__Provided text__.
=====
View Single Post
Old 03-11-2008, 08:44 PM
RedPenguins's Avatar
RedPenguins RedPenguins is offline
Member
 
Join Date: Jan 2008
Location: Southern California
Posts: 308
15 yr Member
RedPenguins RedPenguins is offline
Member
RedPenguins's Avatar
 
Join Date: Jan 2008
Location: Southern California
Posts: 308
15 yr Member
Thumbs down So Upset!



thank you - RW and Cheryl....

Well - another day - another piece of crap for me...

I called the infusion place yesterday. Left message for office manager - that was 10am. By 2pm, no response - so I called back - and then I get told that she isn't even in that day. Fine.
=====
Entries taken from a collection
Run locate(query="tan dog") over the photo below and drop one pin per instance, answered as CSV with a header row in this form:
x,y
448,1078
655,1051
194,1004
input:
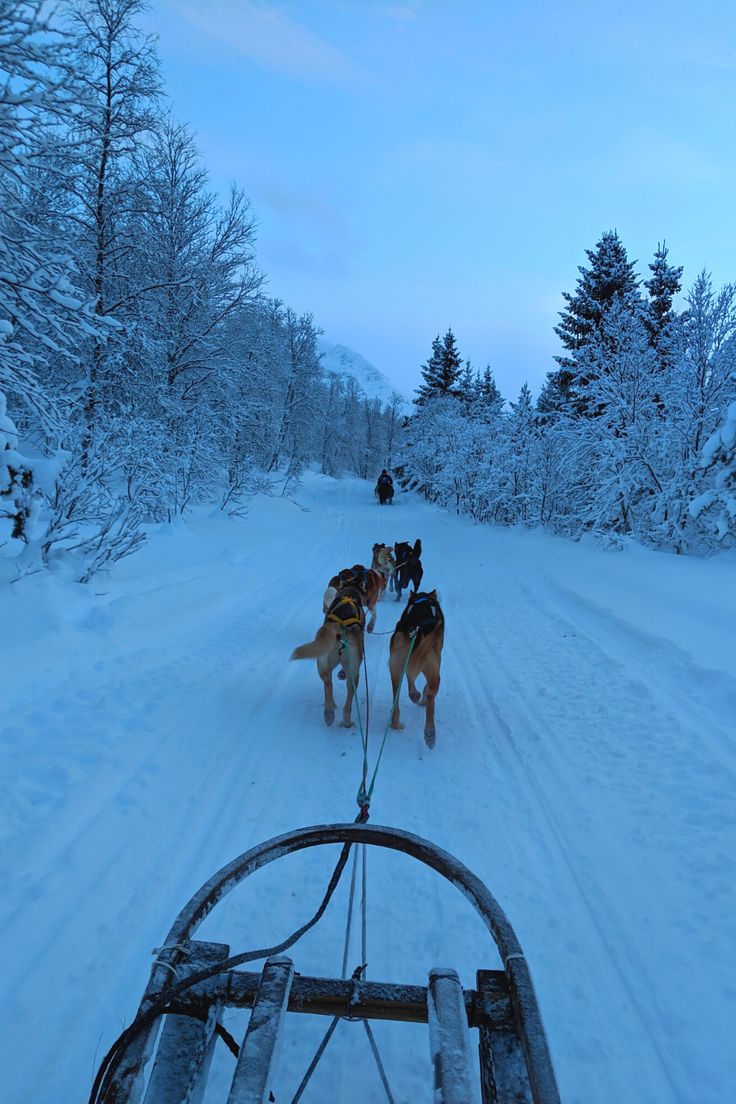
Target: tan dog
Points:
x,y
383,561
424,624
369,582
339,640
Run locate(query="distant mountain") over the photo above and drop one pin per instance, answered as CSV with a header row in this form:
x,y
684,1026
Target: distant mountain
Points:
x,y
347,362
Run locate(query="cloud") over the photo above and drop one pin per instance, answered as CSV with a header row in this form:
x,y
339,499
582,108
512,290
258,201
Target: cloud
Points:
x,y
266,34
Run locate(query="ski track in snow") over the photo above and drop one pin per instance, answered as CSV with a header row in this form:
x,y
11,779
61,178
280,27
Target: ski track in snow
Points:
x,y
584,768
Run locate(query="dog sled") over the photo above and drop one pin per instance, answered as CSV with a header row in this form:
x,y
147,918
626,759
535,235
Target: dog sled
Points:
x,y
163,1057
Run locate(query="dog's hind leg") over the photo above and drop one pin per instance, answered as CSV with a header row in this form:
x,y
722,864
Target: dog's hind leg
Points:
x,y
428,698
324,668
396,668
412,672
351,666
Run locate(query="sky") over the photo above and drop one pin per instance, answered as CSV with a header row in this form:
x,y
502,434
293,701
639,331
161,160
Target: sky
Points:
x,y
430,163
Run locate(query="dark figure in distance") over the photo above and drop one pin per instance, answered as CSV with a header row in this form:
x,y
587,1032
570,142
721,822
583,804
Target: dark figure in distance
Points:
x,y
384,488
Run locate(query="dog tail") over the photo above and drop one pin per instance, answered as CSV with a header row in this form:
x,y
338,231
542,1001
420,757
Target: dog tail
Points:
x,y
319,646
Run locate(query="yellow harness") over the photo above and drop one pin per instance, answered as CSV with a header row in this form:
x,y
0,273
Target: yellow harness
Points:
x,y
356,619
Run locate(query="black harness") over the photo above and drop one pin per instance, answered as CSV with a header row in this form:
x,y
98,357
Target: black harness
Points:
x,y
423,619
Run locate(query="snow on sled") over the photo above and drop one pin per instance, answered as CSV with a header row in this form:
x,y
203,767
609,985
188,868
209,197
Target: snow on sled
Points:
x,y
193,986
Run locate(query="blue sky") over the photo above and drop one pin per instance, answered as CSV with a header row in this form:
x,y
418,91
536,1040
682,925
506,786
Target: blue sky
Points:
x,y
428,163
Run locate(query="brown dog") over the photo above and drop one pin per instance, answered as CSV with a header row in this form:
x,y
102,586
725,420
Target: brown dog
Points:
x,y
369,582
339,640
424,624
384,562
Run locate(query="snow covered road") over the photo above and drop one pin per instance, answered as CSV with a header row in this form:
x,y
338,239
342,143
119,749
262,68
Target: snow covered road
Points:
x,y
152,729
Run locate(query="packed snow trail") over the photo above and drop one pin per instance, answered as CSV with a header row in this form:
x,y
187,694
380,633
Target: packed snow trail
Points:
x,y
584,768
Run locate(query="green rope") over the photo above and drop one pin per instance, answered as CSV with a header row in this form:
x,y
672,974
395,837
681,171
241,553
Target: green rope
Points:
x,y
363,794
358,711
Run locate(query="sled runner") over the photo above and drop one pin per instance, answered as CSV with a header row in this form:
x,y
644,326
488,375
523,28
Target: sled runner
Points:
x,y
163,1057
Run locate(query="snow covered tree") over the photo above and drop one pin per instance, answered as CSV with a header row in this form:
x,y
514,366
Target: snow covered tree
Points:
x,y
610,276
441,372
117,85
717,505
42,312
662,286
523,434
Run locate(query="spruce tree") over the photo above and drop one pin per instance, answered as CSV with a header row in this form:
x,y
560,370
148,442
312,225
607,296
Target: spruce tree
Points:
x,y
441,372
659,316
610,277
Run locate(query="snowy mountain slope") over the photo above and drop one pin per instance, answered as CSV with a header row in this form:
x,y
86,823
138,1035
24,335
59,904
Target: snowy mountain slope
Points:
x,y
584,768
347,362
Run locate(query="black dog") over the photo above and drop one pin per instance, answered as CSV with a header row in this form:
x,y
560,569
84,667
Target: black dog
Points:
x,y
408,566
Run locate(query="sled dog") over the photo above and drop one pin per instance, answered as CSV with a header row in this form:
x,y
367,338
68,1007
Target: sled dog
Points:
x,y
408,566
424,624
339,641
369,582
385,562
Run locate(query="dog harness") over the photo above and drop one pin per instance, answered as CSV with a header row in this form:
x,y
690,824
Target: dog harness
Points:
x,y
423,624
358,617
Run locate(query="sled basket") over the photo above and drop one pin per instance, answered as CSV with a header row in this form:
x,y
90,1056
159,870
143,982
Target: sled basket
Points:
x,y
513,1055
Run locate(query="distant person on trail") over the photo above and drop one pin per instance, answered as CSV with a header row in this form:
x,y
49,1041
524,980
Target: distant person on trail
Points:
x,y
384,488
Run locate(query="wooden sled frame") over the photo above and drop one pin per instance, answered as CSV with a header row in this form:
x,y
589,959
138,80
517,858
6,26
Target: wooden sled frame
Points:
x,y
515,1067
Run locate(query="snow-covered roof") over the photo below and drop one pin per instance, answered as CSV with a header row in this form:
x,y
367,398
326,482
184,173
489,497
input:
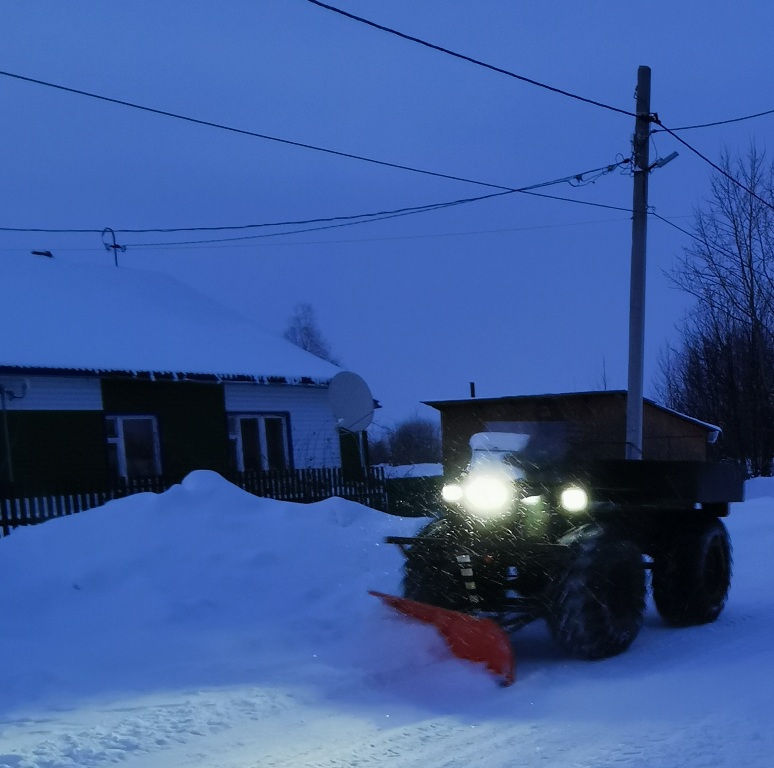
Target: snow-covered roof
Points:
x,y
58,315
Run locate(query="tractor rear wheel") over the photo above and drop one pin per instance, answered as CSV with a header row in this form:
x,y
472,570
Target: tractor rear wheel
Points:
x,y
596,605
692,574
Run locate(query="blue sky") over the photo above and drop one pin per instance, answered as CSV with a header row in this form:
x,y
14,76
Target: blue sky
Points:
x,y
519,294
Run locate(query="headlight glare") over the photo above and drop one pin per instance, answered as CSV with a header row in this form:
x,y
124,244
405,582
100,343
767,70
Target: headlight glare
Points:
x,y
452,493
488,495
574,499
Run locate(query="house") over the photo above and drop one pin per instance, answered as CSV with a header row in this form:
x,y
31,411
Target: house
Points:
x,y
592,424
110,374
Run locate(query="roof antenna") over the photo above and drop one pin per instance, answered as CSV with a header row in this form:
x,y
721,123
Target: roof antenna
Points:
x,y
112,246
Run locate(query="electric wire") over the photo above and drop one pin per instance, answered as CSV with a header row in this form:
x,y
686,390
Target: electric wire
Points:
x,y
245,132
714,165
470,59
723,122
576,179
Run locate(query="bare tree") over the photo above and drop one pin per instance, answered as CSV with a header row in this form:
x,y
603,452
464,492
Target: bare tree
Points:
x,y
413,441
303,331
723,368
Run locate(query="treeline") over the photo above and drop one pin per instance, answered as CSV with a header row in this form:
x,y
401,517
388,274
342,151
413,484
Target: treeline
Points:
x,y
721,369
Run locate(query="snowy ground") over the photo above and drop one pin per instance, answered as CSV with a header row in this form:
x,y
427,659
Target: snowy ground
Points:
x,y
206,627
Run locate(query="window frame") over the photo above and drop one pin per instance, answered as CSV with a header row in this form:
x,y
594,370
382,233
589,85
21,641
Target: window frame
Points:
x,y
121,468
236,442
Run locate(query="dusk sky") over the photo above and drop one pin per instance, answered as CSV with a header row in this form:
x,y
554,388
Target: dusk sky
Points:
x,y
521,294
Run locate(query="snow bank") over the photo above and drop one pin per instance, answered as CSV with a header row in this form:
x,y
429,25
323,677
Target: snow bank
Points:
x,y
188,587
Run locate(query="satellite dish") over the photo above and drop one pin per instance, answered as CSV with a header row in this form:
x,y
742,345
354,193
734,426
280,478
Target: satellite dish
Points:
x,y
351,401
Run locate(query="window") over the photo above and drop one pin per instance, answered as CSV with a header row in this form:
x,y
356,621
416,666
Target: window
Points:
x,y
259,441
133,446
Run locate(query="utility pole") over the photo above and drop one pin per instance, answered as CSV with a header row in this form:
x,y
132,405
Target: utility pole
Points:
x,y
641,168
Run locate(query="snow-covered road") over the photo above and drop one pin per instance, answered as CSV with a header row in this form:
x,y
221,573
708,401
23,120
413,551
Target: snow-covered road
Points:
x,y
205,627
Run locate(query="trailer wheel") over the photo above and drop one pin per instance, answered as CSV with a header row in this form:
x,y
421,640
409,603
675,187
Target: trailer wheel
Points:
x,y
692,574
595,607
431,573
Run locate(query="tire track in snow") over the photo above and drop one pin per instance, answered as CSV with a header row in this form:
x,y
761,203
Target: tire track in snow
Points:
x,y
123,732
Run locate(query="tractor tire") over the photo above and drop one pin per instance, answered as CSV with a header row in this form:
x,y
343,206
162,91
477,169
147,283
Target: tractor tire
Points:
x,y
431,573
692,574
596,606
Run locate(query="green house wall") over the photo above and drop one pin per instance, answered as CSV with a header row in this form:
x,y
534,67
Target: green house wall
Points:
x,y
54,452
191,417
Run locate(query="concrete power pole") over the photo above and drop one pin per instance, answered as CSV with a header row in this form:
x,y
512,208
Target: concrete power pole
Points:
x,y
641,162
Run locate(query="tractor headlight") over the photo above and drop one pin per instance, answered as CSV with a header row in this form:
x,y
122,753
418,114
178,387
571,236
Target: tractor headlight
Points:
x,y
574,499
488,495
452,493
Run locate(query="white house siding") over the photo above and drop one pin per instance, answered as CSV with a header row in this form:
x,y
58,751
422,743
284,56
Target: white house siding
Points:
x,y
52,393
314,436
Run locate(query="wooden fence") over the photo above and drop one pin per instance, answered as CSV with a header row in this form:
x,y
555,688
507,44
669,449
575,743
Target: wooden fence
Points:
x,y
303,486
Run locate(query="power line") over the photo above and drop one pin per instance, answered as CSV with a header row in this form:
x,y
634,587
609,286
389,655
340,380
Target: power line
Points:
x,y
428,236
244,132
724,122
720,170
469,59
577,179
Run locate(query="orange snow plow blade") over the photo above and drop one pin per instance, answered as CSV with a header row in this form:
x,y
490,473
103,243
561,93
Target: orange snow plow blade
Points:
x,y
469,638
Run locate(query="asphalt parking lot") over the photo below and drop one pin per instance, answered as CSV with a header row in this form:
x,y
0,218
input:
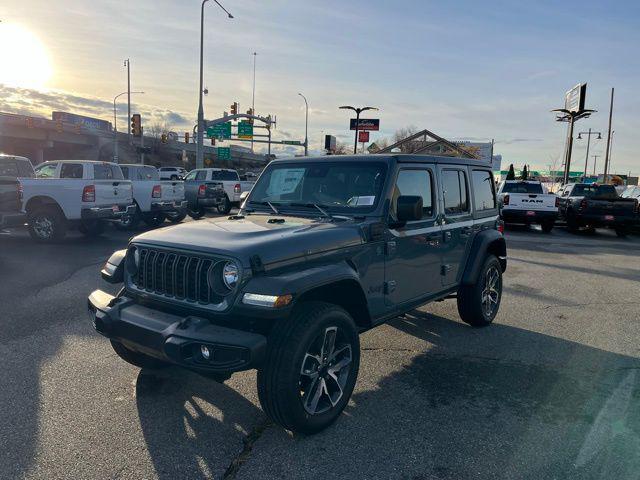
=====
__Study questions__.
#1 Edit the forum post's passage that opens with the words "thank you - RW" and closes with "that day. Fine.", replacing "infusion place" with "infusion center".
#2 According to the forum post, at what time was the message left for the office manager?

__Results in order__.
#1
thank you - RW and Cheryl....

Well - another day - another piece of crap for me...

I called the infusion center yesterday. Left message for office manager - that was 10am. By 2pm, no response - so I called back - and then I get told that she isn't even in that day. Fine.

#2 At 10am.